- WHAT THIS TASK INVOLVES:
List every line of the rows below that contains the string "blue".

• • • • • • •

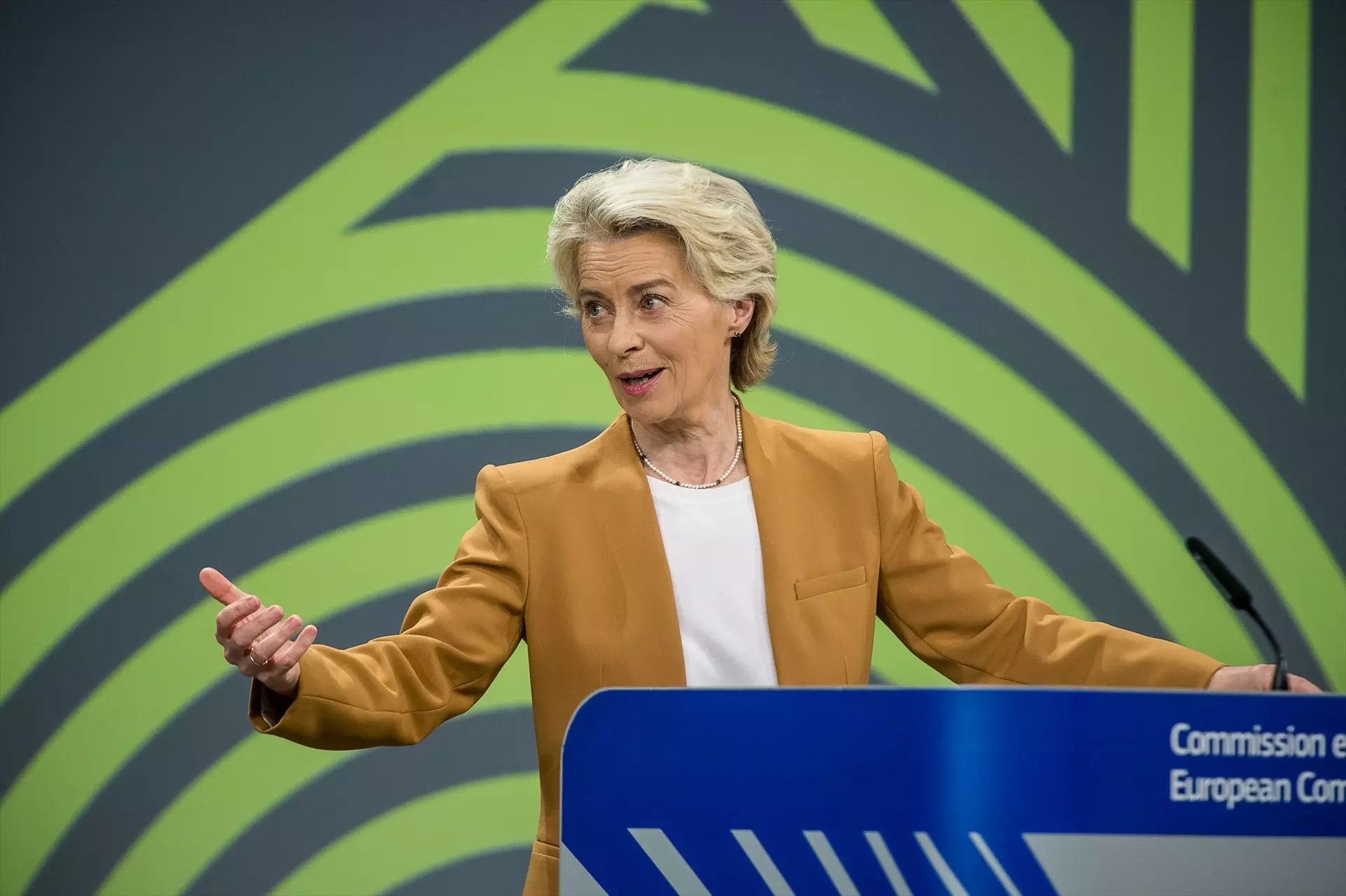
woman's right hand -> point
(256, 638)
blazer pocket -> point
(829, 583)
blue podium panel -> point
(961, 790)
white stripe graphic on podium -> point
(995, 864)
(831, 864)
(758, 856)
(888, 862)
(669, 862)
(951, 880)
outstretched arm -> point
(454, 641)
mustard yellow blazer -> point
(567, 555)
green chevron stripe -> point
(1035, 55)
(860, 30)
(1049, 448)
(1278, 187)
(118, 714)
(1160, 189)
(245, 294)
(408, 841)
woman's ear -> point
(742, 315)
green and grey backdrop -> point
(273, 291)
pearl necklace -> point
(738, 454)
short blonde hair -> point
(726, 244)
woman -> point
(692, 543)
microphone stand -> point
(1240, 599)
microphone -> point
(1240, 599)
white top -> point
(715, 557)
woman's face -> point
(662, 342)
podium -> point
(959, 790)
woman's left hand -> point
(1256, 679)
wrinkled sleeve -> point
(454, 642)
(948, 611)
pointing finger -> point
(219, 588)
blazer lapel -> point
(649, 647)
(782, 512)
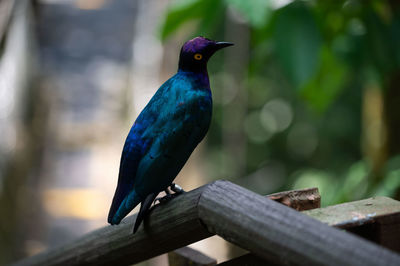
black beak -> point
(220, 45)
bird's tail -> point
(127, 205)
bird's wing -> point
(131, 155)
(136, 145)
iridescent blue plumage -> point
(166, 132)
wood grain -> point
(268, 229)
(277, 233)
(168, 227)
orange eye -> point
(198, 56)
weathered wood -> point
(170, 226)
(188, 256)
(273, 231)
(300, 200)
(6, 8)
(248, 259)
(268, 229)
(376, 219)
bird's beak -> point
(220, 45)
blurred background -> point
(309, 96)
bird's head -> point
(196, 52)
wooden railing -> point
(270, 231)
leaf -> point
(255, 12)
(297, 42)
(328, 82)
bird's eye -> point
(198, 56)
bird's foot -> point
(164, 199)
(175, 188)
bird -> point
(164, 135)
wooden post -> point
(268, 229)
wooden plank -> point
(277, 233)
(170, 226)
(376, 219)
(268, 229)
(247, 260)
(300, 200)
(189, 256)
(6, 7)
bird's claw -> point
(175, 188)
(164, 199)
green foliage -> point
(297, 42)
(322, 89)
(315, 58)
(256, 12)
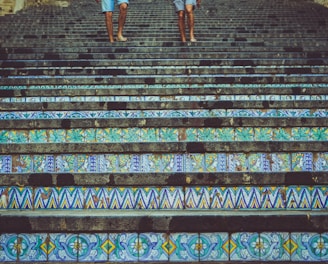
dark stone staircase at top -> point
(225, 136)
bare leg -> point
(190, 20)
(181, 24)
(121, 22)
(109, 25)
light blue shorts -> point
(109, 5)
(181, 4)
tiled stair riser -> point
(178, 113)
(173, 247)
(178, 198)
(127, 135)
(165, 162)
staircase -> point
(154, 151)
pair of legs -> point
(186, 8)
(108, 8)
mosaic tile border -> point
(164, 163)
(162, 198)
(162, 134)
(172, 247)
(190, 113)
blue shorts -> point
(109, 5)
(181, 4)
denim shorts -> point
(181, 4)
(109, 5)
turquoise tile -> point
(185, 247)
(152, 247)
(33, 247)
(274, 246)
(63, 247)
(8, 247)
(213, 247)
(124, 247)
(245, 246)
(307, 247)
(92, 247)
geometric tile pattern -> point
(135, 134)
(157, 162)
(172, 247)
(184, 198)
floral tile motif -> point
(124, 247)
(222, 198)
(45, 198)
(302, 161)
(63, 247)
(153, 247)
(121, 198)
(299, 197)
(273, 197)
(96, 198)
(197, 198)
(280, 162)
(307, 246)
(32, 247)
(215, 162)
(20, 198)
(259, 162)
(92, 247)
(213, 247)
(70, 198)
(319, 197)
(185, 247)
(171, 198)
(274, 246)
(8, 247)
(147, 198)
(245, 246)
(248, 197)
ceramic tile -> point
(153, 247)
(213, 247)
(96, 197)
(45, 198)
(259, 162)
(306, 247)
(9, 247)
(237, 162)
(248, 197)
(70, 198)
(215, 162)
(195, 162)
(273, 197)
(302, 161)
(92, 247)
(197, 198)
(147, 198)
(245, 246)
(185, 247)
(124, 247)
(319, 197)
(274, 246)
(63, 247)
(223, 198)
(20, 198)
(298, 197)
(171, 198)
(32, 247)
(121, 198)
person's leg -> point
(109, 25)
(181, 24)
(190, 20)
(121, 21)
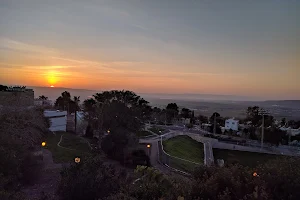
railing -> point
(178, 164)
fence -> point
(173, 162)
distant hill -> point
(205, 104)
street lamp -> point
(148, 147)
(262, 113)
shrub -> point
(89, 180)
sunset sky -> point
(237, 47)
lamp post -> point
(262, 113)
(148, 147)
(215, 122)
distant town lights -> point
(255, 174)
(77, 160)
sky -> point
(249, 48)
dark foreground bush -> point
(90, 180)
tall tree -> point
(185, 113)
(64, 102)
(172, 111)
(283, 122)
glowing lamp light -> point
(77, 160)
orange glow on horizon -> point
(52, 77)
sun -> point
(52, 78)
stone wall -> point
(17, 98)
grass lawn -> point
(186, 148)
(250, 159)
(61, 155)
(143, 133)
(157, 130)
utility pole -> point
(215, 123)
(166, 118)
(263, 131)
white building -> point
(232, 124)
(58, 119)
(291, 131)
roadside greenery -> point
(21, 135)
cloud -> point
(14, 45)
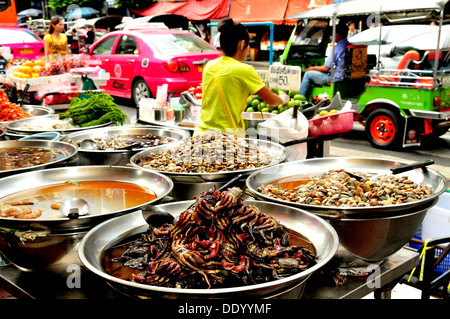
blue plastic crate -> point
(444, 265)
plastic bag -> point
(284, 128)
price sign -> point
(285, 77)
(264, 75)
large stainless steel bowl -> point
(35, 243)
(38, 110)
(15, 127)
(118, 157)
(424, 176)
(69, 150)
(105, 235)
(188, 185)
(375, 239)
(156, 182)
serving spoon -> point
(394, 170)
(156, 216)
(74, 208)
(89, 144)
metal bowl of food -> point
(23, 156)
(199, 164)
(38, 110)
(34, 232)
(252, 119)
(116, 144)
(95, 244)
(47, 123)
(295, 175)
(375, 239)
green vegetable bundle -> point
(95, 110)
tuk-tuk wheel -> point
(384, 128)
(140, 91)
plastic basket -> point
(444, 265)
(331, 124)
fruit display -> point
(197, 91)
(256, 104)
(34, 69)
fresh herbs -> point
(97, 109)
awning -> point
(270, 11)
(191, 9)
(258, 10)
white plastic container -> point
(437, 221)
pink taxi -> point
(140, 60)
(22, 42)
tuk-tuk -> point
(398, 108)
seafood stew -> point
(121, 141)
(217, 242)
(102, 196)
(21, 157)
(336, 188)
(210, 153)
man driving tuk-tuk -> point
(401, 107)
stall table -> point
(56, 281)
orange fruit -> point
(25, 69)
(40, 63)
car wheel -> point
(141, 91)
(384, 129)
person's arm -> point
(320, 68)
(47, 50)
(271, 98)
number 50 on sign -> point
(285, 77)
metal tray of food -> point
(278, 153)
(310, 167)
(64, 152)
(46, 123)
(159, 184)
(316, 230)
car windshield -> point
(389, 34)
(173, 44)
(312, 34)
(17, 36)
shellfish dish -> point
(21, 157)
(337, 188)
(103, 197)
(217, 242)
(122, 141)
(209, 153)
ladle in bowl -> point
(394, 170)
(74, 207)
(89, 144)
(156, 216)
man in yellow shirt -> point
(227, 83)
(55, 41)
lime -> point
(293, 93)
(293, 103)
(299, 97)
(255, 104)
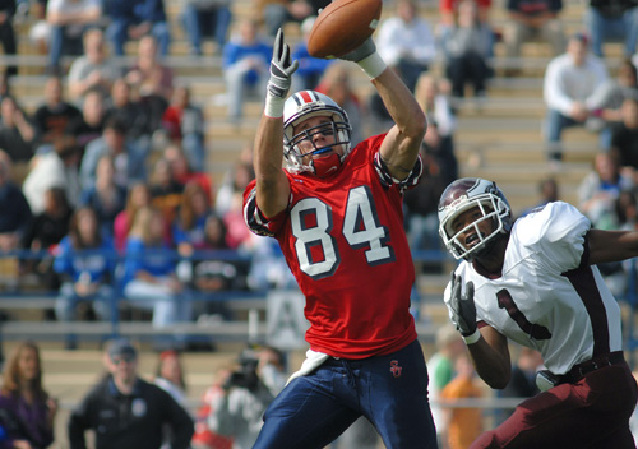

• • • • • • •

- RESULT OF THE TASK:
blue podium panel -> point
iridescent blue plumage -> point
light blue shorts -> point
blue shorts -> point
blue plastic crate -> point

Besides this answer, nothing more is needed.